• _TEXTE À LIRE_
14e ANP : Une page se tourne

Alors que pour la première fois en six mois l’indice des prix à la consommation de février était à la hausse de +0,7%, mais dans un contexte international toujours tendu [1], le parti a, du 4 au 11 mars, tenu la réunion annuelle des deux assemblées « 两会 – Liang Hui - » [Conférence Consultative du Peuple Chinois et Assemblée Nationale Populaire].

Leurs cérémonies de clôture ont eu lieu les 10 et 11 mars avec les discours de leurs Présidents Zhao Leji 赵乐际 et Wang Huning 王沪宁, respectivement nº3 et 4 du Comite permanent du Bureau Politique (voir leurs biographies : Membres du 20e Bureau politique).

A sept mois du 75e anniversaire de la République Populaire de Chine, les deux sessions ordonnées pour ne laisser paraitre aucune aspérité politique, ont comme chaque année mis en scène l’efficacité de l’appareil tiré au cordeau.

A la suite du rapport profil bas et étonnamment court (moins d’une heure) en partie axé sur la sécurité du Premier Ministre Li Qiang, la succession des discours, approuvés par acclamation ou/et les votes unanimes des quelques 3000 délégués, a dévoilé les intentions de réforme du gouvernement dans un large éventail de secteurs, allant de l’économie et du commerce à l’environnement, en passant par l’armée populaire, le système productif et les relations internationales.

De cette revue surnageait clairement la volonté de porter la Chine en tête de l’innovation technologique mondiale, fond de tableau des efforts dédiés au rattrapage dans l’industrie des microprocesseurs.

• _CONSIGNE_
Poursuivez le texte sur la 14e Assemblée nationale populaire après sa dernière phrase.

[Éléments stockés d'une collection]
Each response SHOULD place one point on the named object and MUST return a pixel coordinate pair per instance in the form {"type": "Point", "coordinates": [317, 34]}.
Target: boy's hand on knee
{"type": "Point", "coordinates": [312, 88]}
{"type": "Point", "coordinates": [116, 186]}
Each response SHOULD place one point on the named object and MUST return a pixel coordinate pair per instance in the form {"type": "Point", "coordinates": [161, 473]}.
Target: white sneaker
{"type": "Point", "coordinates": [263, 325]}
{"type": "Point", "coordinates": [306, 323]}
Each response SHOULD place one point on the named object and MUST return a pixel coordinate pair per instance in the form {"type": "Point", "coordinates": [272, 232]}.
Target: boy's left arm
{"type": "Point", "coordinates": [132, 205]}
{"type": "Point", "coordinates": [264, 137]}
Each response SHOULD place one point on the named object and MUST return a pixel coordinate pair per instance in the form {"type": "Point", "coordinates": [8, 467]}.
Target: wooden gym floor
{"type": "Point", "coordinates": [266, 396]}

• _RÉPONSE_
« Cerveau » universel de la modernisation tous azimuts, le secteur est dominé par une liste de champions où, à côté des Coréens, les groupes américains tiennent le haut du pavé, héritage d’une histoire commencée en 1959, avec Jack Kilby, ingénieur originaire du Texas créateur du premier circuit intégré, prix Nobel de physique en 2000 [2].

*

Cette année pourtant, au-delà du style convenu et apprêté, les sessions baignaient dans une claire intention de resserrement politique autour de la pensée de Xi Jinping articulée à la prévalence absolue du parti à l’intérieur et au rejet des influences occidentales à l’extérieur. La note qui suit analyse cette tendance par deux exemples.

Le premier est lié à la prise de contrôle sans esprit de recul du système financier et bancaire par l’appareil ; le deuxième concerne la relation avec l’extérieur et aux références occidentales d’échanges ouverts avec les médias de la planète, sèchement renvoyées au second plan par la suppression pure et simple de la conférence de presse finale du premier ministre dont le rite remontait à plusieurs décennies.

Un système financier resserré, levier opérationnel du pouvoir.

Dans la foulée du branlebas confié en novembre 2023 à He Lifeng chargé par Xi Jinping de tenir la Chine à l’écart d’une crise financière (lire notre article : Dans l’urgence d’un branle-bas, He Lifeng prend la tête de la Commission Centrale des finances) la nouvelle Administration Nationale pour la Régulation financière et la surveillance boursière 国家 金融 监督局 a absorbé certaines missions de la Banque Centrale dont le Directeur Yi Gang, 易纲, 66 ans en poste depuis 2018 formé à l’indépendance politique de la Banque Centrale, fervent de l’obédience au marché, bien introduit au FMI et à la Banque Mondiale, a été remplacé par Pan Gongsheng, 潘功胜, 61 ans.

Docteur en économie de Renmin, ancien chercheur associé à Cambridge et Harvard, familier de la régulation bancaire et de la surveillance des réserves de change, son mandat est clairement de démarquer la Banque de Chine des pratiques occidentales pour lui conférer un rôle politique d’urgence.

Les défis sont importants.

Il s’agit de prévenir la contagion de la crise immobilière, de contenir les effets indésirables de la dette des provinces menaçant les banques de second rang et d’attirer les investissements étrangers dans les bourses de Shanghai, Shenzhen et Hong Kong, dans un contexte où la capacité d’attraction de la Chine a reculé.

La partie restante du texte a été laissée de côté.